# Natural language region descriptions
- - - - -

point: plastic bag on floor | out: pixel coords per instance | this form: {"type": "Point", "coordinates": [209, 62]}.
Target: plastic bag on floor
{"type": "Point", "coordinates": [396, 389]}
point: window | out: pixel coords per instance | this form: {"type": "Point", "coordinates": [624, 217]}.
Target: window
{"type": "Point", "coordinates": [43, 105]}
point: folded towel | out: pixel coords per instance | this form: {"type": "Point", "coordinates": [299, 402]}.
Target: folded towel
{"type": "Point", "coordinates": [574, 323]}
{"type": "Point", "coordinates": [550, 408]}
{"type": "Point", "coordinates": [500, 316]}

- - - - -

# What you should do
Your answer must be the data above, copied exactly from its first line through the line containing "point: window |", and nothing more.

# Output below
point: plastic bag on floor | out: pixel coords per instance | this form: {"type": "Point", "coordinates": [209, 62]}.
Target: plastic bag on floor
{"type": "Point", "coordinates": [396, 389]}
point: window | out: pixel coords per instance | this form: {"type": "Point", "coordinates": [624, 217]}.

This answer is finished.